* START *

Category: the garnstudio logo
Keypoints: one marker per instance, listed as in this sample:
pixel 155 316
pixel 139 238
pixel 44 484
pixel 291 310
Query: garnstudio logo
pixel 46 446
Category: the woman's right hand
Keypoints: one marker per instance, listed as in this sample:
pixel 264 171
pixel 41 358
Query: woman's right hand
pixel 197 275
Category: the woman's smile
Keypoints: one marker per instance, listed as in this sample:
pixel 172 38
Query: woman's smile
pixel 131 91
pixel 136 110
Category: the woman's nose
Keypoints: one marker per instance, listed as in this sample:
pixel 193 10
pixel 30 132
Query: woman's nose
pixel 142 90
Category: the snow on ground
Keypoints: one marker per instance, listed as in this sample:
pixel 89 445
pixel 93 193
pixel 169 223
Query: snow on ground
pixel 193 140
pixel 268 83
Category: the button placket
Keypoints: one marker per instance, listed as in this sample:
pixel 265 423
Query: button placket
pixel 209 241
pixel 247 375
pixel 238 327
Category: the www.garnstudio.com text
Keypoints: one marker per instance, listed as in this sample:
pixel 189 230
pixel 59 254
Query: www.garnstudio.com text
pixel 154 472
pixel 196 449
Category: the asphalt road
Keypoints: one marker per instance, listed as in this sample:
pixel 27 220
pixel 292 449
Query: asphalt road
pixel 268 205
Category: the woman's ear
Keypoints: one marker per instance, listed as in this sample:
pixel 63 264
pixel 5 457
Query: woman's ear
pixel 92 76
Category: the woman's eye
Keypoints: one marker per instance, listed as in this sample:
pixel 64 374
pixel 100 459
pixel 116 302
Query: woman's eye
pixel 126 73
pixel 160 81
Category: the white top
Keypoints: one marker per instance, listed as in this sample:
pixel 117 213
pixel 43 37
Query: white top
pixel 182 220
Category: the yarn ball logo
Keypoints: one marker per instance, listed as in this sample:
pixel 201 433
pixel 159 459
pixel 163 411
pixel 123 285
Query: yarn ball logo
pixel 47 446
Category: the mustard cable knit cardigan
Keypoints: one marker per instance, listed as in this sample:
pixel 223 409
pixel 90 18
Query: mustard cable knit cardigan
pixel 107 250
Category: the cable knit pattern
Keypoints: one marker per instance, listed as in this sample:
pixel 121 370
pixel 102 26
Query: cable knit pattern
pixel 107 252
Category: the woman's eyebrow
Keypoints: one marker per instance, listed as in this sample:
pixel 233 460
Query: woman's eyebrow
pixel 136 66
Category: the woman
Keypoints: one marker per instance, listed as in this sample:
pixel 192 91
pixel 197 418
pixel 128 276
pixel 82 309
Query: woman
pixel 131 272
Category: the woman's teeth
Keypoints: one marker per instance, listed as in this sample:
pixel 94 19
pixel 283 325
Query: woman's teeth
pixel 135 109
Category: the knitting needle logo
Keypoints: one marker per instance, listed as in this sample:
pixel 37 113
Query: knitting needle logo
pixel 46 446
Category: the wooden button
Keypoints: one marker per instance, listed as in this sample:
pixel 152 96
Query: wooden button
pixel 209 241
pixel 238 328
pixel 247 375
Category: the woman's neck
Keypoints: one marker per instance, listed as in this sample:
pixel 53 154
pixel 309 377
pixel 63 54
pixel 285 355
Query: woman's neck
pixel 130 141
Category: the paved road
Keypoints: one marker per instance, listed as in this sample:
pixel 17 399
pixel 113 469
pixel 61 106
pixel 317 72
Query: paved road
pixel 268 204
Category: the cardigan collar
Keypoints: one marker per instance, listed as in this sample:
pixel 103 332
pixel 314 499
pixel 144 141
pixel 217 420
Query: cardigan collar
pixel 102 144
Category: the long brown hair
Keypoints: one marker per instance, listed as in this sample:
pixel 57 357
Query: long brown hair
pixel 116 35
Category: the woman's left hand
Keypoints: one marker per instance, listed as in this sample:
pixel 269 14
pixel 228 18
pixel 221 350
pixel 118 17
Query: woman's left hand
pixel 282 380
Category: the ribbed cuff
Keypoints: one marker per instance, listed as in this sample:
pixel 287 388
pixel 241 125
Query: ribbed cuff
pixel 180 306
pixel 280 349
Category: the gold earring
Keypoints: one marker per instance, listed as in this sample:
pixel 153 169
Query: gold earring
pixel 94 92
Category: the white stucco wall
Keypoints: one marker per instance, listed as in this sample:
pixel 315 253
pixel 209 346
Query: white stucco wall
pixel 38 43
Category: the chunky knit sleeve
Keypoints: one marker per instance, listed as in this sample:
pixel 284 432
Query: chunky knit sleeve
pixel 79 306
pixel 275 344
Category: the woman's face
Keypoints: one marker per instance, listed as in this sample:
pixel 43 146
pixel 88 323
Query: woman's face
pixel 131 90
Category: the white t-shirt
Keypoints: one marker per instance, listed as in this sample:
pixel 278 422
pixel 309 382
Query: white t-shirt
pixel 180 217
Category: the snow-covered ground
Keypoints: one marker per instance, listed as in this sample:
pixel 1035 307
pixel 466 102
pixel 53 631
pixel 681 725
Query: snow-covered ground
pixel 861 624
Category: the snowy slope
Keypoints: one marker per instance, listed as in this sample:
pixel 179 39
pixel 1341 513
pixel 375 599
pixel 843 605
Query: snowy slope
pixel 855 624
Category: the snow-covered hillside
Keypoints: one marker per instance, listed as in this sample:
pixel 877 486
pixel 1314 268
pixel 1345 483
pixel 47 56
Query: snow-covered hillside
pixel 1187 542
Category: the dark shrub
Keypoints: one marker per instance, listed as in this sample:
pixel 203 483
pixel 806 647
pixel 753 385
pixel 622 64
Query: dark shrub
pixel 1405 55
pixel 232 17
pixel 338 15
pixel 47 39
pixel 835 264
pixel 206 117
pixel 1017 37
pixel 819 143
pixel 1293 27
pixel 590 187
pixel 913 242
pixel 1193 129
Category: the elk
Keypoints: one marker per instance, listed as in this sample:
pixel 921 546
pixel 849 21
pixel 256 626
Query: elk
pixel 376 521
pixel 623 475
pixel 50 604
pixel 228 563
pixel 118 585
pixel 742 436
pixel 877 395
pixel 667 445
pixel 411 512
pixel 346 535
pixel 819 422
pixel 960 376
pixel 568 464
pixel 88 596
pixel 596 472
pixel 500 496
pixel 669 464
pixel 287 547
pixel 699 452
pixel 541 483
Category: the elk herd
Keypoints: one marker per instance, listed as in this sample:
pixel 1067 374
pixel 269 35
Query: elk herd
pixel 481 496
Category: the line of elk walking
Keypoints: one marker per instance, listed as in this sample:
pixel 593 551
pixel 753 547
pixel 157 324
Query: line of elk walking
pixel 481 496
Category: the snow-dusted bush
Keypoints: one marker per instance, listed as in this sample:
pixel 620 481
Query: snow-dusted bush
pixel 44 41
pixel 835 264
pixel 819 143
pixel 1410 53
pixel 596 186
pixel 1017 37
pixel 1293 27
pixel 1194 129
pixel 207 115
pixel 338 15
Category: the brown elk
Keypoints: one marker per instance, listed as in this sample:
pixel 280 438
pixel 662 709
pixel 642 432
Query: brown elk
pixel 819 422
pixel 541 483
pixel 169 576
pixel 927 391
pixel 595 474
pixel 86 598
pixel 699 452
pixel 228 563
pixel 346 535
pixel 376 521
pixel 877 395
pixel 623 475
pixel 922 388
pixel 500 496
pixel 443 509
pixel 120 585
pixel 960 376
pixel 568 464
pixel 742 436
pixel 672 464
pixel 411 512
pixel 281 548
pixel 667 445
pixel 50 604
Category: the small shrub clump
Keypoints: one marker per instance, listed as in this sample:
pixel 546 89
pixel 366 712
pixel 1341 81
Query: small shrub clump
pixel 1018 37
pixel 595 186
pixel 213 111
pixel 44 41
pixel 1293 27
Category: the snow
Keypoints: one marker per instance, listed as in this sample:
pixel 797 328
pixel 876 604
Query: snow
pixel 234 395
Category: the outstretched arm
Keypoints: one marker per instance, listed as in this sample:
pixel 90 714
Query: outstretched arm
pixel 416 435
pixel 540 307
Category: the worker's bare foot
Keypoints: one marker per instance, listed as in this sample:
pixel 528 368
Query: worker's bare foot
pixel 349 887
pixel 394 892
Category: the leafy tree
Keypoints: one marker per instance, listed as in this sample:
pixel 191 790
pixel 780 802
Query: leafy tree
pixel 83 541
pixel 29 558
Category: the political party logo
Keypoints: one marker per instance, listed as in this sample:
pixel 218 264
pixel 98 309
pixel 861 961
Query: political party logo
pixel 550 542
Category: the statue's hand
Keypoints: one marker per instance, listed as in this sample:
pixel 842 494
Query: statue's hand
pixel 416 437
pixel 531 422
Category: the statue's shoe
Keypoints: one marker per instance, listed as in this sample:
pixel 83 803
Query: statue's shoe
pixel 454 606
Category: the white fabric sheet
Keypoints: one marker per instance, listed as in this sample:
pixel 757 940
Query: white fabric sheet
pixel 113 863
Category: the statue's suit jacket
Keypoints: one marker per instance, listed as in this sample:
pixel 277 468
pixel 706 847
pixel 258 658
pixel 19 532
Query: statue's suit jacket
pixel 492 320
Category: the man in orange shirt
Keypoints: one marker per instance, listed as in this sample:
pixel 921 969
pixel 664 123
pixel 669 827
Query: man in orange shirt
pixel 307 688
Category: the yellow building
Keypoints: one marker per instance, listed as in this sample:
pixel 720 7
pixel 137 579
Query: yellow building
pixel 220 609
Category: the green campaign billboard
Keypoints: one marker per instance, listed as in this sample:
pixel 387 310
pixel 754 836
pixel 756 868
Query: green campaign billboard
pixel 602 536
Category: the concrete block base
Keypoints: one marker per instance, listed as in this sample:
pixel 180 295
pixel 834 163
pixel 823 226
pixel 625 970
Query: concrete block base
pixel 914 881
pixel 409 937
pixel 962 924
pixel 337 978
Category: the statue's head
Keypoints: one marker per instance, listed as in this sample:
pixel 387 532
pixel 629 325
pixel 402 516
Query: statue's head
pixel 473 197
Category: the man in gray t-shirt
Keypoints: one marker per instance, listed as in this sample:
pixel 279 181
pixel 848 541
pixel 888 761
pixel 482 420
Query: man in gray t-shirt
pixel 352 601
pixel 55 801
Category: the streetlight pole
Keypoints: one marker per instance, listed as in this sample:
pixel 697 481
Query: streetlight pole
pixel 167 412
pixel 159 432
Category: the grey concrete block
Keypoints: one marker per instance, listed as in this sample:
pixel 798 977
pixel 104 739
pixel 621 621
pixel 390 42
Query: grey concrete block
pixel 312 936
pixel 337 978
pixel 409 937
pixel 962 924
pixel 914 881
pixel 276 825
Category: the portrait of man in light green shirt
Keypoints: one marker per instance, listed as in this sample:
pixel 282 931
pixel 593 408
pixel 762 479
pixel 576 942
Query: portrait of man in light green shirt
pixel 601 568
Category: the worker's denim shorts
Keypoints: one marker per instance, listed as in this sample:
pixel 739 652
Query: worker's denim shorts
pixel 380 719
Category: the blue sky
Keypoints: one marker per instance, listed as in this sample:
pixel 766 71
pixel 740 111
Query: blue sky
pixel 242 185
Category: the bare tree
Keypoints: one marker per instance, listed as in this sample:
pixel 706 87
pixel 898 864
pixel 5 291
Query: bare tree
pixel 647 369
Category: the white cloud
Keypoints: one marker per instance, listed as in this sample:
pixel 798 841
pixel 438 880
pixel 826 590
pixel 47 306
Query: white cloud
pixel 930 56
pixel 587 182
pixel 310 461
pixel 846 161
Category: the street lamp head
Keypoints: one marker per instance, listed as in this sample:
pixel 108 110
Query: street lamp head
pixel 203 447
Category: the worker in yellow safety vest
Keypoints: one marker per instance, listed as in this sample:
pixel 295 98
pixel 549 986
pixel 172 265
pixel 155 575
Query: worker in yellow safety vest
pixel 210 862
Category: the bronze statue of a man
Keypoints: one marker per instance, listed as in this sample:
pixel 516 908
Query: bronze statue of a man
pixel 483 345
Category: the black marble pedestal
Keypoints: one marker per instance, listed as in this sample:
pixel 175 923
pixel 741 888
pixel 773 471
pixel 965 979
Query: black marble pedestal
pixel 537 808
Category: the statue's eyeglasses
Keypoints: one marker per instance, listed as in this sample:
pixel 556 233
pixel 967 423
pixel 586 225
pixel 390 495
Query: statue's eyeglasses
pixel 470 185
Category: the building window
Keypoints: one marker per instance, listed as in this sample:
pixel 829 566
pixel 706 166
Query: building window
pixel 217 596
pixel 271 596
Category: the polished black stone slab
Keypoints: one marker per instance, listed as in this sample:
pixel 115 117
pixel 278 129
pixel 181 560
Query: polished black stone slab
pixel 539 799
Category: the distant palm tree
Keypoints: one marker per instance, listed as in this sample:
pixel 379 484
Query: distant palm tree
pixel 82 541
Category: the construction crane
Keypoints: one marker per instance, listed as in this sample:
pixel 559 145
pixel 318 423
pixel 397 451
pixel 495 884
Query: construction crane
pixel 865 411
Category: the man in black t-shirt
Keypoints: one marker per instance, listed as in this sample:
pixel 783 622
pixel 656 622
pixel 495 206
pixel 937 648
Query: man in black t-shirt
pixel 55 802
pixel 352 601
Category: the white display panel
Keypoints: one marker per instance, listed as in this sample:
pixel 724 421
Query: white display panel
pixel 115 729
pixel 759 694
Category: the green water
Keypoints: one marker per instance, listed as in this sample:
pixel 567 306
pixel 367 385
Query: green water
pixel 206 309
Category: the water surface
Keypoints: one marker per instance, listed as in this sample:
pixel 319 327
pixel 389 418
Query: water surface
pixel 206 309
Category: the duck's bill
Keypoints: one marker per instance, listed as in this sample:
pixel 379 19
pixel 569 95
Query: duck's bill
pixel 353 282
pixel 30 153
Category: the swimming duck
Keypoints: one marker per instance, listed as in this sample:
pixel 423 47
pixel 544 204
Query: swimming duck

* END *

Please reproduce the part of the material that opens with the line containing "Category: the white top" and closes with the line containing "pixel 107 252", swapping "mustard" for "yellow" and leaving all else unchanged.

■ **The answer**:
Category: the white top
Keypoints: one marker per instance, listed as in this sample:
pixel 117 213
pixel 43 37
Query: white top
pixel 182 220
Category: the yarn ball logo
Keypoints: one marker per instance, listed as in this sample:
pixel 201 433
pixel 159 459
pixel 163 411
pixel 123 285
Query: yarn ball logo
pixel 47 446
Category: the yellow cable knit cardigan
Keypoints: one marker per instance, listed as in this sample:
pixel 223 409
pixel 90 18
Query: yellow cable knit cardigan
pixel 107 250
Category: the cable knit pattern
Keypoints: one marker per instance, listed as in this sample:
pixel 121 370
pixel 102 26
Query: cable knit pattern
pixel 107 252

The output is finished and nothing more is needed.